**The problem**
Rewrite the records below with "young girl" changed to "small child" and everything else kept the same. Omit the pictures from your answer.

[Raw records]
------------------------------------------------
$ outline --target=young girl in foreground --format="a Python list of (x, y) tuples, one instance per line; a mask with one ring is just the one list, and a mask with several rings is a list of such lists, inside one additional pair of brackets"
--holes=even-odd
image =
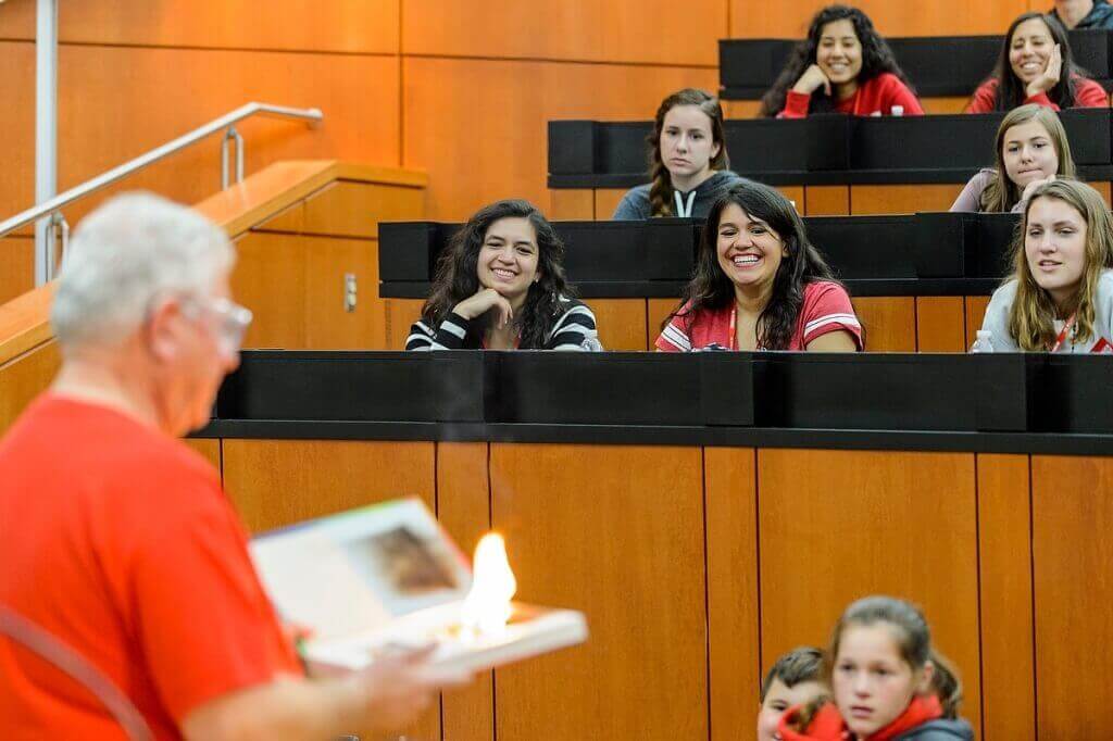
[(480, 209), (437, 264), (407, 350), (600, 349), (595, 317), (564, 281), (564, 244), (524, 200)]
[(1074, 180), (1038, 186), (1013, 253), (1013, 277), (989, 299), (978, 349), (1113, 352), (1113, 219), (1096, 190)]
[(792, 204), (737, 185), (707, 217), (696, 275), (657, 349), (863, 349), (850, 297), (808, 243)]
[(1024, 103), (1066, 108), (1105, 108), (1104, 88), (1074, 63), (1063, 24), (1052, 16), (1024, 13), (1005, 33), (993, 75), (974, 91), (967, 113), (1012, 110)]
[(707, 218), (722, 192), (742, 181), (730, 171), (722, 107), (702, 90), (687, 88), (662, 100), (647, 144), (651, 182), (627, 191), (611, 217), (615, 221)]
[(971, 178), (951, 210), (1021, 213), (1037, 186), (1074, 177), (1071, 142), (1051, 108), (1014, 108), (1001, 121), (995, 141), (997, 166)]
[(835, 701), (786, 713), (784, 741), (973, 741), (966, 721), (944, 715), (930, 632), (912, 604), (858, 600), (835, 626), (828, 660)]
[(857, 8), (828, 6), (761, 99), (761, 116), (918, 116), (924, 109), (893, 50)]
------------------------------------------------
**Final result**
$ outline --target=small child in foreground --format="a Python list of (x, y) tuples, one instance per line; a mask with one ring is just the one list, and a mask with several rings is a list of such lists, inside one additional pair of brackets"
--holes=even-odd
image =
[(480, 209), (437, 264), (407, 350), (600, 349), (595, 317), (564, 281), (564, 244), (524, 200)]
[(1074, 180), (1038, 186), (1013, 253), (1013, 277), (989, 299), (978, 349), (1113, 352), (1113, 219), (1096, 190)]
[(792, 204), (737, 185), (707, 217), (696, 275), (657, 349), (863, 349), (850, 297), (808, 243)]
[(1024, 103), (1066, 108), (1105, 108), (1104, 88), (1074, 63), (1063, 24), (1052, 16), (1024, 13), (1005, 33), (993, 75), (974, 91), (967, 113), (1012, 110)]
[(707, 218), (722, 192), (742, 181), (730, 171), (722, 107), (702, 90), (687, 88), (662, 100), (647, 144), (651, 182), (627, 191), (611, 217), (615, 221)]
[(971, 178), (951, 210), (1021, 213), (1037, 186), (1074, 177), (1071, 142), (1051, 108), (1014, 108), (1001, 121), (995, 141), (997, 166)]
[(835, 701), (786, 713), (784, 741), (973, 741), (966, 721), (944, 715), (930, 632), (912, 604), (858, 600), (835, 626), (828, 660)]
[(857, 8), (828, 6), (761, 99), (761, 116), (918, 116), (924, 109), (893, 50)]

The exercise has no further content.